Quote the entries below word for word, from the line containing "Tag verification: grey" up to and including the line containing "[0, 0, 640, 373]".
---
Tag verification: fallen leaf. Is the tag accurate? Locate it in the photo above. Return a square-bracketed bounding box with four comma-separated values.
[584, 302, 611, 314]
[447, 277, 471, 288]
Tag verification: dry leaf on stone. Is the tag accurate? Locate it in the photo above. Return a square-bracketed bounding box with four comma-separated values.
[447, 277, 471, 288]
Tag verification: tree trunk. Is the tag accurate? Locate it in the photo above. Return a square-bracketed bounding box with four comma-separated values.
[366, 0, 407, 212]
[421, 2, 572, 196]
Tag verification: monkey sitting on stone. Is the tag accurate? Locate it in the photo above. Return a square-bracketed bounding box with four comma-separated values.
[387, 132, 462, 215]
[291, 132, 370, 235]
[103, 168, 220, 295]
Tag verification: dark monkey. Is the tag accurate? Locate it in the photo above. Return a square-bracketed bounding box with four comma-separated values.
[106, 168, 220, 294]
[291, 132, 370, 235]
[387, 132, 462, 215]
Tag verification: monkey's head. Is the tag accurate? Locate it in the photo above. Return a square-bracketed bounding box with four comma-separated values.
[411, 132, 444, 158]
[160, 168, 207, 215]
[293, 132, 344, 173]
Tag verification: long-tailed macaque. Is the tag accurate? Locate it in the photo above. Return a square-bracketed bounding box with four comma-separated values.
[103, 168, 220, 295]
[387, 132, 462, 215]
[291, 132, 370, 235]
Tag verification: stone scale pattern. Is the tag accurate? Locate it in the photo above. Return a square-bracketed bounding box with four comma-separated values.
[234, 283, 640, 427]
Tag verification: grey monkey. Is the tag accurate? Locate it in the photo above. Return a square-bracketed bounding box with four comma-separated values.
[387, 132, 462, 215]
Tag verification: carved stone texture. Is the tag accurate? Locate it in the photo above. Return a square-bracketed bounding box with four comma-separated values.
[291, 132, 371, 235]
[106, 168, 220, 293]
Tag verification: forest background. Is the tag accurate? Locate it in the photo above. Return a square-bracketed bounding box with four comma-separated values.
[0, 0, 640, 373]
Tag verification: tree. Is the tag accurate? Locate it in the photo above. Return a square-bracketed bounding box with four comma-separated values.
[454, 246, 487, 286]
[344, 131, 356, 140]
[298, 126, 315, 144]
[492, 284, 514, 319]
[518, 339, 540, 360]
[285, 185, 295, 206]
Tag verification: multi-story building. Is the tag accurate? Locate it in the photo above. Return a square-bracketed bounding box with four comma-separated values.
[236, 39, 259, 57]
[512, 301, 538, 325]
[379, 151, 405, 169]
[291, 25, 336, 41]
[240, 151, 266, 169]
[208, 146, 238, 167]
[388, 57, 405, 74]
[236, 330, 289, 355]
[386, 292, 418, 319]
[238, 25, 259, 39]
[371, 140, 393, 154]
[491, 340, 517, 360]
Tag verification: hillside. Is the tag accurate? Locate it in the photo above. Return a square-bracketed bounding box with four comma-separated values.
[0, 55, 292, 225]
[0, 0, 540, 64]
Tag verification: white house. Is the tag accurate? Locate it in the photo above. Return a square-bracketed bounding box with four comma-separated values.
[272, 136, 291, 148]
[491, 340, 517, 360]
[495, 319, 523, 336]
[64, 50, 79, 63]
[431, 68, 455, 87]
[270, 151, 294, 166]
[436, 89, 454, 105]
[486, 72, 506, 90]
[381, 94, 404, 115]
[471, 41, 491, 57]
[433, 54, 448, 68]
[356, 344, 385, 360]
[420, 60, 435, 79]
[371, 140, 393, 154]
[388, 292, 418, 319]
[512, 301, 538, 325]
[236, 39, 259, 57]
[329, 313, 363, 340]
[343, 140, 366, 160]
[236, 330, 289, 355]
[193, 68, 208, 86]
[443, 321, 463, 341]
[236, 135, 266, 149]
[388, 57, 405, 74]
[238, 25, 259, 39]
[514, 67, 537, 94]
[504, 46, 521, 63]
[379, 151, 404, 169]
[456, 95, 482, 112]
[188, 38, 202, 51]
---
**RESPONSE FOR THIS EXERCISE:**
Tag verification: grey monkey. Is the tag accurate? Locate it in the photo above. Return a square-bracketed bounding box with four comma-separated values.
[387, 132, 462, 215]
Tag verification: carved stone texture. Is the tag accurate? Locate it in the photo above. Return a square-bracketed bounding box with four comma-separated values.
[291, 132, 371, 235]
[106, 168, 220, 293]
Tag verification: forest background. Is the tag accurate? Locate it in the photo above. Return a square-bracketed bounding box with four comma-separated values.
[0, 0, 640, 373]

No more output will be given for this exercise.